Going through the lines below, tally those that include "positive", and give only the number.

§ Saved entries:
----

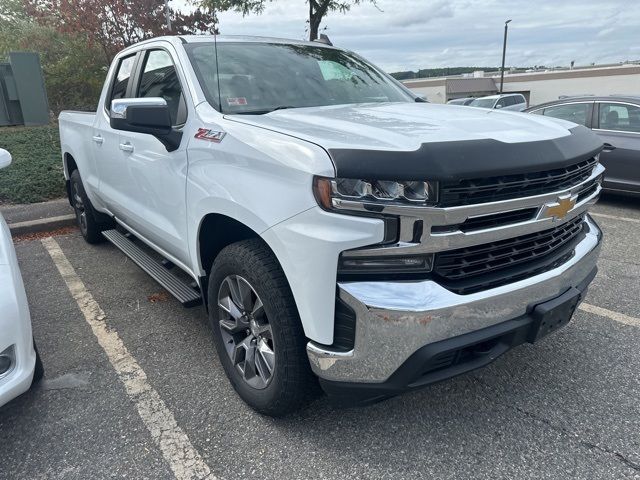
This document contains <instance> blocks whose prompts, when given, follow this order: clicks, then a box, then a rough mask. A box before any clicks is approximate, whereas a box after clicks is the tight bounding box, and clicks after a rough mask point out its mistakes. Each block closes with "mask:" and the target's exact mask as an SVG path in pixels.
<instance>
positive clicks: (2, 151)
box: [0, 148, 11, 168]
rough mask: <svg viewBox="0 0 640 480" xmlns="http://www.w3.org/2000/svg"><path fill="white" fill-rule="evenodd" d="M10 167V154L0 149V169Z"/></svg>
mask: <svg viewBox="0 0 640 480" xmlns="http://www.w3.org/2000/svg"><path fill="white" fill-rule="evenodd" d="M9 165H11V154H10V153H9V152H7V151H6V150H5V149H4V148H0V168H4V167H8V166H9Z"/></svg>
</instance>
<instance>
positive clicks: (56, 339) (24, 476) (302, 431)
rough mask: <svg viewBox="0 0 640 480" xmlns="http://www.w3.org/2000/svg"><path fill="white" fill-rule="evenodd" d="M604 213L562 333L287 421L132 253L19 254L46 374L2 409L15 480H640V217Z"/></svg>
mask: <svg viewBox="0 0 640 480" xmlns="http://www.w3.org/2000/svg"><path fill="white" fill-rule="evenodd" d="M594 213H595V214H596V215H595V217H594V218H595V219H596V220H597V221H598V223H599V224H600V225H601V227H602V229H603V230H604V232H605V241H604V247H603V251H602V255H601V260H600V263H599V266H600V271H599V273H598V276H597V277H596V280H595V281H594V283H593V284H592V287H591V289H590V291H589V294H588V296H587V299H586V301H585V303H584V304H583V305H582V307H581V309H580V310H579V311H578V312H577V313H576V315H575V317H574V319H573V321H572V322H571V323H570V324H569V325H568V326H567V327H565V328H564V329H562V330H561V331H560V332H558V333H556V334H554V335H551V336H549V337H547V338H546V339H545V340H544V341H542V342H540V343H539V344H536V345H524V346H521V347H519V348H517V349H515V350H512V351H511V352H509V353H507V354H506V355H504V356H503V357H501V358H500V359H498V360H497V361H496V362H494V363H493V364H491V365H490V366H489V367H487V368H485V369H483V370H479V371H476V372H473V373H470V374H467V375H463V376H461V377H458V378H456V379H453V380H450V381H447V382H444V383H441V384H438V385H435V386H432V387H430V388H428V389H426V390H423V391H420V392H416V393H412V394H408V395H404V396H402V397H398V398H395V399H392V400H389V401H386V402H383V403H379V404H376V405H374V406H371V407H367V408H360V409H349V410H340V409H335V408H333V407H332V406H331V405H329V404H328V403H327V401H326V400H325V399H323V398H321V399H319V400H317V401H316V402H315V403H313V404H312V405H311V406H310V407H309V408H308V409H307V410H305V411H304V412H302V413H300V414H297V415H294V416H290V417H288V418H285V419H279V420H274V419H271V418H266V417H262V416H260V415H258V414H256V413H254V412H253V411H252V410H250V409H249V408H248V407H247V406H245V405H244V404H243V403H242V401H241V400H240V399H239V398H238V397H237V396H236V395H235V393H234V391H233V389H232V387H231V386H230V384H229V383H228V382H227V380H226V377H225V376H224V373H223V371H222V368H221V366H220V364H219V362H218V360H217V357H216V354H215V350H214V346H213V343H212V340H211V338H210V332H209V327H208V325H207V321H206V317H205V313H204V310H203V309H202V308H194V309H184V308H182V307H181V306H180V305H179V304H178V303H177V302H176V301H175V300H174V299H173V298H171V297H169V296H167V295H166V294H165V293H164V292H163V291H162V288H161V287H159V286H158V285H157V284H156V283H154V282H153V280H151V279H150V278H149V277H148V276H147V275H146V274H145V273H144V272H142V271H141V270H140V269H139V268H138V267H137V266H135V265H134V264H133V263H132V262H131V261H129V260H128V259H127V258H126V257H124V255H122V254H121V253H120V252H119V251H118V250H116V248H115V247H113V246H111V245H110V244H102V245H98V246H89V245H87V244H85V243H84V241H83V240H82V238H81V237H80V235H79V233H77V232H74V233H71V234H66V235H60V236H56V237H54V241H53V242H52V241H51V240H44V241H43V240H41V239H33V240H24V241H19V242H18V243H17V245H16V250H17V253H18V257H19V260H20V265H21V268H22V274H23V277H24V279H25V284H26V289H27V294H28V297H29V301H30V306H31V312H32V318H33V324H34V334H35V338H36V340H37V342H38V347H39V350H40V352H41V354H42V358H43V361H44V365H45V369H46V375H45V380H44V381H43V382H42V383H41V384H40V385H38V386H37V387H36V388H35V389H33V390H32V391H31V392H29V393H27V394H25V395H24V396H22V397H20V398H18V399H16V400H14V401H12V402H10V403H9V404H8V405H6V406H4V407H3V408H1V409H0V434H1V437H2V440H1V441H0V478H3V479H4V478H7V479H39V478H64V479H87V478H136V479H137V478H149V479H171V478H178V479H182V478H189V476H190V475H191V476H193V477H206V476H207V475H208V478H219V479H240V478H260V479H290V478H292V479H293V478H300V479H311V478H313V479H315V478H370V479H382V478H393V479H401V478H412V479H415V478H438V479H440V478H463V479H467V478H474V479H475V478H491V479H496V478H505V479H507V478H509V479H513V478H536V479H539V478H553V479H557V478H580V479H583V478H584V479H587V478H594V479H604V478H612V479H621V478H640V373H639V372H640V348H639V345H640V298H639V297H640V245H639V241H640V240H639V239H640V201H637V200H630V199H621V198H615V197H614V198H606V199H604V200H603V201H601V203H600V204H598V205H597V207H596V208H595V210H594ZM56 245H58V246H59V247H60V249H61V253H62V254H63V255H62V257H60V256H58V257H57V262H56V263H54V257H55V255H54V256H53V257H52V253H51V252H54V250H52V248H55V246H56ZM54 253H55V252H54ZM61 258H63V259H66V260H68V263H67V264H65V265H66V267H67V270H64V268H63V269H62V270H61V267H60V265H61V263H60V262H61V260H60V259H61ZM63 262H64V261H63ZM69 266H70V267H72V273H73V275H75V276H74V277H71V276H70V275H71V274H70V273H69V270H68V267H69ZM65 271H66V273H67V276H65V279H64V280H63V277H62V276H61V272H62V273H63V274H64V273H65ZM74 281H75V283H74ZM78 281H81V282H80V284H81V285H83V288H84V289H86V292H88V293H89V294H90V297H86V296H83V295H82V294H81V293H79V291H78V290H74V288H75V287H77V286H78ZM74 286H75V287H74ZM74 295H75V298H74ZM92 322H93V323H92ZM105 324H106V325H105ZM101 325H102V326H103V327H106V328H104V329H102V330H101V328H102V327H101ZM116 340H119V341H120V342H121V343H117V341H116ZM132 362H133V363H132ZM175 439H177V444H176V443H175V442H173V443H172V440H175ZM172 445H174V446H175V445H178V447H179V448H178V450H179V451H177V450H176V449H175V448H173V447H172ZM194 472H195V473H194Z"/></svg>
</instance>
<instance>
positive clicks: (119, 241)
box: [102, 230, 202, 307]
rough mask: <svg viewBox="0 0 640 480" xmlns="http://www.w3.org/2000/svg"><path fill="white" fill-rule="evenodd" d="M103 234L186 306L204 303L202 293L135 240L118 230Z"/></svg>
mask: <svg viewBox="0 0 640 480" xmlns="http://www.w3.org/2000/svg"><path fill="white" fill-rule="evenodd" d="M102 235H103V236H104V237H105V238H106V239H107V240H109V241H110V242H111V243H113V244H114V245H115V246H116V247H117V248H118V249H119V250H121V251H122V253H124V254H125V255H126V256H127V257H129V258H130V259H131V260H132V261H133V262H134V263H135V264H136V265H138V266H139V267H140V268H141V269H142V270H144V271H145V272H146V273H147V274H149V276H150V277H151V278H153V279H154V280H155V281H156V282H158V283H159V284H160V285H162V286H163V287H164V288H165V289H166V290H167V291H168V292H169V293H170V294H171V295H173V296H174V297H176V299H177V300H178V301H179V302H180V303H182V305H183V306H185V307H195V306H196V305H200V304H202V295H201V294H200V292H199V291H198V290H196V289H194V288H193V287H192V286H190V285H188V284H187V283H185V282H184V281H183V280H182V279H180V278H178V277H177V276H176V275H174V274H173V273H172V272H171V271H170V270H168V269H167V268H166V267H164V266H163V265H162V264H160V263H159V262H157V261H156V260H154V259H153V258H152V257H151V256H150V255H149V254H148V253H146V252H145V251H144V250H142V249H141V248H140V247H139V246H138V245H136V244H135V243H134V242H133V241H131V240H129V239H128V238H127V237H126V236H125V235H123V234H122V233H120V232H119V231H117V230H105V231H104V232H102Z"/></svg>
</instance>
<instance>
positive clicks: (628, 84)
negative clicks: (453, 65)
mask: <svg viewBox="0 0 640 480" xmlns="http://www.w3.org/2000/svg"><path fill="white" fill-rule="evenodd" d="M403 83H404V84H405V85H406V86H407V87H409V88H410V89H411V90H413V91H414V92H416V93H419V94H421V95H424V96H426V97H427V99H428V100H429V101H430V102H433V103H446V102H447V101H448V100H451V99H454V98H461V97H481V96H484V95H493V94H495V93H498V90H499V89H500V73H499V72H490V73H485V72H481V71H480V72H474V73H473V75H469V76H455V77H437V78H419V79H414V80H404V81H403ZM503 91H504V93H522V94H523V95H524V96H525V97H526V99H527V101H528V102H529V105H537V104H539V103H544V102H548V101H551V100H557V99H558V98H559V97H561V96H563V95H569V96H570V95H619V94H624V95H640V62H635V63H624V64H617V65H603V66H593V67H584V68H574V69H566V70H560V69H554V70H545V71H528V72H523V73H510V72H505V76H504V89H503Z"/></svg>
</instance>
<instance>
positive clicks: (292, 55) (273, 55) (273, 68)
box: [186, 42, 414, 113]
mask: <svg viewBox="0 0 640 480" xmlns="http://www.w3.org/2000/svg"><path fill="white" fill-rule="evenodd" d="M186 47H187V52H188V54H189V58H190V59H191V63H192V64H193V66H194V69H195V71H196V75H197V76H198V80H199V81H200V84H201V85H202V88H203V90H204V92H205V95H206V96H207V100H208V101H209V103H211V104H212V105H213V106H214V107H216V108H218V109H220V107H222V108H221V111H222V112H224V113H268V112H271V111H273V110H277V109H280V108H297V107H315V106H324V105H341V104H349V103H371V102H413V101H414V98H413V97H412V96H411V95H410V94H409V93H407V92H405V91H404V90H402V89H401V87H399V86H398V85H396V84H395V83H393V81H391V80H390V79H389V78H387V77H386V75H384V74H383V73H381V72H380V71H378V70H377V69H376V68H374V67H373V66H372V65H370V64H368V63H366V62H365V61H364V60H362V59H361V58H360V57H358V56H357V55H354V54H352V53H348V52H345V51H342V50H337V49H333V48H325V47H320V46H318V47H316V46H312V45H292V44H273V43H249V42H242V43H230V42H219V43H218V66H219V71H220V75H219V80H220V86H219V88H220V95H219V96H218V73H217V69H216V54H215V45H214V44H213V43H195V44H191V45H186Z"/></svg>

----

§ ANSWER: 5